* TEXTE DU DOCUMENT:

Un avantage sélectif
La dispersion mondiale et la fréquence croissante de la variante D614G du génome codant pour la protéine Spike du SARS-CoV-2 suggèrent un avantage sélectif mais peuvent également être dues à un effet fondateur d’origine aléatoire. Une équipe de recherche britannique a étudié cette hypothèse de la sélection positive de la mutation de la protéine Spike D614G au Royaume-Uni à partir de la plus large biobanque au monde sur les séquences génétiques des coronavirus : elle contient plus de 25 000 séquences du génome entier du SARS-CoV-2.
Les chercheurs ne trouvent aucune indication que les patients infectés par le variant Spike D614G ont une mortalité liée à la Covid-19 ou une gravité clinique plus élevées, mais le variant D614G de la protéine Spike (de pointe) est associé à une charge virale plus élevée et à un âge plus jeune des patients.
Une 2ème vague plus violente
La mutation, connue sous le nom de D614G, a été identifiée pour la première fois dans l'est de la Chine en janvier et s'est ensuite rapidement répandue en Europe, et en particulier en Italie, puis à New York. Si au printemps, c’est le variant initial (déjà très contagieux) qui était le plus représenté en France, en quelques mois, le variant D614G a diffusé dans une grande partie du monde, remplaçant les autres variants, y compris en France au cours de cette 2ème vague.
Depuis des mois, les scientifiques débattent férocement du pourquoi de cette sur-représentation du variant D614G et de ses conséquences. En mai, des chercheurs américains de Los Alamos avaient affirmé que ce variant avait probablement augmenté la capacité du coronavirus à infecter de manière plus efficace les personnes. Beaucoup de scientifiques restaient cependant sceptiques sur ce qui n’était qu’une hypothèse, arguant que la variante D614G pouvait être simplement apparue par hasard et sans conséquence clinique aucune, comme cela se produit généralement lors de toutes les grandes épidémies.

* CE QUE VOUS FEREZ:
(A) Répondez à ces questions sur le texte consacré au variant D614G :
(i) Combien de séquences du génome entier du SARS-CoV-2 la biobanque étudiée contient-elle ?
(ii) Où et quand la mutation D614G a-t-elle été identifiée pour la première fois ?
(iii) En quel mois des chercheurs américains de Los Alamos ont-ils affirmé que ce variant avait probablement augmenté la capacité du coronavirus à infecter les personnes ?
(B) Reprenez le texte sur le variant D614G à la suite de sa dernière phrase.
Les items qui suivent n'ont aucun lien avec ce texte.

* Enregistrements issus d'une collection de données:
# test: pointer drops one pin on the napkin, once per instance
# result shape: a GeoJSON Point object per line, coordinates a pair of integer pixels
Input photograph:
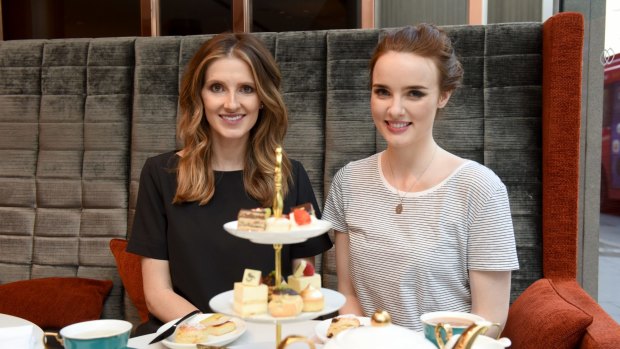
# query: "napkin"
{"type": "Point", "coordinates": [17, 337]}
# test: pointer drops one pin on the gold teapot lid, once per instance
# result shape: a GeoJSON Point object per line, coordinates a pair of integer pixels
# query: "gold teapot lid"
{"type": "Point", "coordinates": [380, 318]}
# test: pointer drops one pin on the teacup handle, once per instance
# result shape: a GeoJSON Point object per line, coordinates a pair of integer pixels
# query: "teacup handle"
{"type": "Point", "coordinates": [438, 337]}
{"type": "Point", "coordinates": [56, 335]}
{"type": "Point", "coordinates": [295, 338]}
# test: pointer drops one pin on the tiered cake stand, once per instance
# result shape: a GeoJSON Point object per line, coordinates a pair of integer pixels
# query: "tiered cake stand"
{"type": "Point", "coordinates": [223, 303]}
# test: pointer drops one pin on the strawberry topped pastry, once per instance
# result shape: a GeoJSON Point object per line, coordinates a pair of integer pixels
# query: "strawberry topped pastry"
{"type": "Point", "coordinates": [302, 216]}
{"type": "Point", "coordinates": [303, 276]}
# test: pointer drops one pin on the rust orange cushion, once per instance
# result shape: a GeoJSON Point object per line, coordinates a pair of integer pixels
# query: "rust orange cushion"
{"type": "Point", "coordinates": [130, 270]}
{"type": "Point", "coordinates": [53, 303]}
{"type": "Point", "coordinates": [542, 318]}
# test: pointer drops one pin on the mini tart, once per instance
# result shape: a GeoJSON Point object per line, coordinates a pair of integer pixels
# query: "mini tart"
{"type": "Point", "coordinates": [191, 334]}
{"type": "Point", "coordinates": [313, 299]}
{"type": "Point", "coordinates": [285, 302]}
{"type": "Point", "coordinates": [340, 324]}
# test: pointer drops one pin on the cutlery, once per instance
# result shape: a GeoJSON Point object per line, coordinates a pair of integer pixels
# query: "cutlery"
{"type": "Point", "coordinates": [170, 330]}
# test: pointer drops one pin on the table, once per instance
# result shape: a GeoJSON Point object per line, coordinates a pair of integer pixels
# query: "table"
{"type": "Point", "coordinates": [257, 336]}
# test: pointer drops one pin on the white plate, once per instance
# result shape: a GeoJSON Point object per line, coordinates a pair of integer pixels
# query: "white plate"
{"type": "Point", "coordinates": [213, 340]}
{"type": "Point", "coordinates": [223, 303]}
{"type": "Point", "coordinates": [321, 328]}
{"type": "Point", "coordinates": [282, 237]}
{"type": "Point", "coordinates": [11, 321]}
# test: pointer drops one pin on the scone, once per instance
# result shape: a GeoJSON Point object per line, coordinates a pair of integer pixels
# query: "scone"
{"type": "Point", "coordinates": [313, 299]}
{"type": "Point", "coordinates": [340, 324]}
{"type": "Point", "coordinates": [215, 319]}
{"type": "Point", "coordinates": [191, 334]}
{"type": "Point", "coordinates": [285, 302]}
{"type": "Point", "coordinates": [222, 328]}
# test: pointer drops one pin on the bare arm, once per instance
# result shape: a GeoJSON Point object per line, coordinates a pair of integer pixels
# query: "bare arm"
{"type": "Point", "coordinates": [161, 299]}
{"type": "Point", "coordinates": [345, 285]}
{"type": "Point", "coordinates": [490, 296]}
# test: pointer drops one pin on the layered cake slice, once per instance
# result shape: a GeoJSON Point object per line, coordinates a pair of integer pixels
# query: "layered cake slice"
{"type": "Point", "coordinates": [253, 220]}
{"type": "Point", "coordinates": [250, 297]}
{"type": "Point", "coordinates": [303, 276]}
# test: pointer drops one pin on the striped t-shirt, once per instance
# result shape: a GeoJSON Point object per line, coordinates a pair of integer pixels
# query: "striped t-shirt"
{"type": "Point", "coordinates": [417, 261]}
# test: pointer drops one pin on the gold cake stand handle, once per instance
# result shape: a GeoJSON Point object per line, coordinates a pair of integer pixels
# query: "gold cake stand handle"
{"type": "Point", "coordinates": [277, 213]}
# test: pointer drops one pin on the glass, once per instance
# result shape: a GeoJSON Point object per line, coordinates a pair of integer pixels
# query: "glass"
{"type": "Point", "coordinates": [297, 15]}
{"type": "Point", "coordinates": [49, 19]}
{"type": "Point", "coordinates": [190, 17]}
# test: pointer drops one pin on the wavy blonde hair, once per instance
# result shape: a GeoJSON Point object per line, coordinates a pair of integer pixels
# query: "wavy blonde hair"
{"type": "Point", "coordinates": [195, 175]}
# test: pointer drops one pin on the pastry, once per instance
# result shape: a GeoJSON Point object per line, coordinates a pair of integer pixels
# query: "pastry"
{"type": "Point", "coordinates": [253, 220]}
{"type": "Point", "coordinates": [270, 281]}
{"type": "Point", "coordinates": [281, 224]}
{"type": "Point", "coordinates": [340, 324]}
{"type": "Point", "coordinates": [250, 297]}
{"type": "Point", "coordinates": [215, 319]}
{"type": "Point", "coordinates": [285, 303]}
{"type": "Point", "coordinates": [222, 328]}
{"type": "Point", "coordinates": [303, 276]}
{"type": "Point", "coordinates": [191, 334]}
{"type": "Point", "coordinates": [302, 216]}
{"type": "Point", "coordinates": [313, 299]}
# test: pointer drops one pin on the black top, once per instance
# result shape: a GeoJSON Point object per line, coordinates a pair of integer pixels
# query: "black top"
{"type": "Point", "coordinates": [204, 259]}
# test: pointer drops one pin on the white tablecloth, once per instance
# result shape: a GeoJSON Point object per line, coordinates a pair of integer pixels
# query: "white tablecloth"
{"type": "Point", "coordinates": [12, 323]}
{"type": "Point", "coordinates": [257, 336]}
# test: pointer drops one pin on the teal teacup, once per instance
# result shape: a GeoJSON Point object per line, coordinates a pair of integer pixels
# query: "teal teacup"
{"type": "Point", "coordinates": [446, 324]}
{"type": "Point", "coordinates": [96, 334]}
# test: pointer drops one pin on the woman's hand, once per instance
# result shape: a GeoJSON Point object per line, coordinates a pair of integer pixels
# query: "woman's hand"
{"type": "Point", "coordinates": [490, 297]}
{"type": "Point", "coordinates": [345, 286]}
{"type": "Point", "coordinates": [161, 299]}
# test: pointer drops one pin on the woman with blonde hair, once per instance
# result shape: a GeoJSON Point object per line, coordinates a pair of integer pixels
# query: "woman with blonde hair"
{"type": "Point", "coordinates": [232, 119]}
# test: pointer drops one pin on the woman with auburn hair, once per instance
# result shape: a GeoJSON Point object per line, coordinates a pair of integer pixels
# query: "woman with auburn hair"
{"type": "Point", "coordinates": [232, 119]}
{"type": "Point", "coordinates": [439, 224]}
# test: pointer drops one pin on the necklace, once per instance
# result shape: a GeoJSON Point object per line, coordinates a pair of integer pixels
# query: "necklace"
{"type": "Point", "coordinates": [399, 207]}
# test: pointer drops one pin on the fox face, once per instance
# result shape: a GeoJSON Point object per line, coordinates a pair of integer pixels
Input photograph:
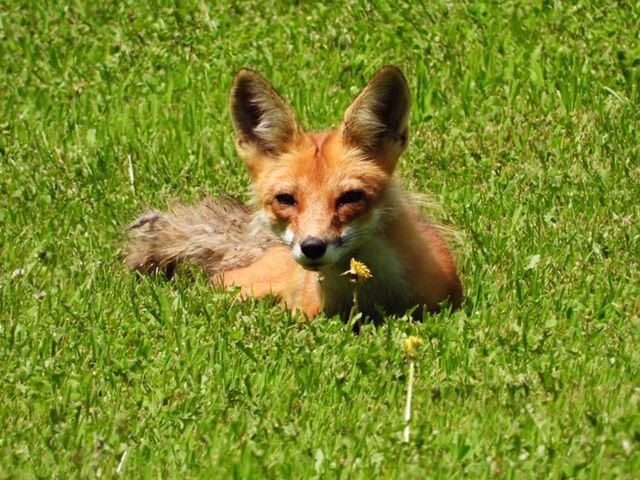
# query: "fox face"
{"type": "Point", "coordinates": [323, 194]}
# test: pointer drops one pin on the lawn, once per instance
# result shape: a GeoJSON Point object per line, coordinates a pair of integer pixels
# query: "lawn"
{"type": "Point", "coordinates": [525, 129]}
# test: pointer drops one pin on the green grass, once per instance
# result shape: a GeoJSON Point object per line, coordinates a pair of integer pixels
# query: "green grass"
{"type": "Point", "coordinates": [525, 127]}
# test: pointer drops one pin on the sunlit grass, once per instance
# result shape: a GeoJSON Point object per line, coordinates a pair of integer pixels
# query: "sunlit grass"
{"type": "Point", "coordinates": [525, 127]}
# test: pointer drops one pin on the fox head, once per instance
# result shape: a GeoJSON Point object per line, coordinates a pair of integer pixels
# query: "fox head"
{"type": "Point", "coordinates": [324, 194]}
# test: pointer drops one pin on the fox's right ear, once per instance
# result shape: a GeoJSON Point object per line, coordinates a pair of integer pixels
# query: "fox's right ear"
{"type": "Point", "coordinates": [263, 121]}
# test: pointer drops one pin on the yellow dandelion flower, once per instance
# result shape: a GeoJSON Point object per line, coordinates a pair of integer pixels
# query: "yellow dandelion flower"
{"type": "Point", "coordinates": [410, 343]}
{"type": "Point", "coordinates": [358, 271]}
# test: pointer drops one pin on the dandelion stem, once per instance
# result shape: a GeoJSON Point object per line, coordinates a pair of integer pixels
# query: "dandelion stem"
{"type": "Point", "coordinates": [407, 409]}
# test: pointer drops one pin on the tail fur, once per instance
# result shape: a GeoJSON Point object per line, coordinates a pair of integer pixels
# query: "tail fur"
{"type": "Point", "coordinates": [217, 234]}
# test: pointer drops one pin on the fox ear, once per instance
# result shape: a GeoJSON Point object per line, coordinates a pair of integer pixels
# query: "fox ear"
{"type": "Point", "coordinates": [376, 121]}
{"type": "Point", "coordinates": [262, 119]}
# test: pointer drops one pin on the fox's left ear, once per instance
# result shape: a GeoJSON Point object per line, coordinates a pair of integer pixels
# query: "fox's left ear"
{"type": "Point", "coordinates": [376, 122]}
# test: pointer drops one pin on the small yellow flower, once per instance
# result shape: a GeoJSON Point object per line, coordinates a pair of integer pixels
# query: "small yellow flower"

* RÉSULTATS DES TÂCHES:
(A)
(i) Plus de 25 000.
(ii) Dans l'est de la Chine, en janvier.
(iii) En mai.

(B)
Un faisceau d’arguments
Il ressort donc du travail présenté dans Cell, et dans les études de ces derniers mois, que ce variant aurait été naturellement sélectionné en raison de sa plus forte contagiosité et qu’il aurait ainsi remplacé les autres variants. Désormais, plusieurs d’études, et notamment des analyses génétiques approfondies, ainsi que des travaux de contagiosité en laboratoire sur des hamsters et des tissus pulmonaires humains, semblent accréditer l'idée que le coronavirus porteur de la mutation D614G a en fait un avantage en termes de contagiosité : il infecterait plus facilement les gens que la variante initialement détectée à Wuhan, en Chine.
Actuellement, cependant, rien ne prouve que les coronavirus porteurs de la mutation D614G provoquent des symptômes plus graves, tuent plus de malades ou compliquent le développement des vaccins.
Il faut suivre les mutations
Il faut rester prudent car de nombreuses mutations, qui seraient susceptibles de rendre différents virus plus contagieux in vitro, se produisent régulièrement, sans que cela ne se traduise par des conséquences cliniques évidentes : il en a ainsi été du virus Ebola, lors de l’épidémie de 2013 en Afrique (plus contagieux in vitro mais pas in vivo).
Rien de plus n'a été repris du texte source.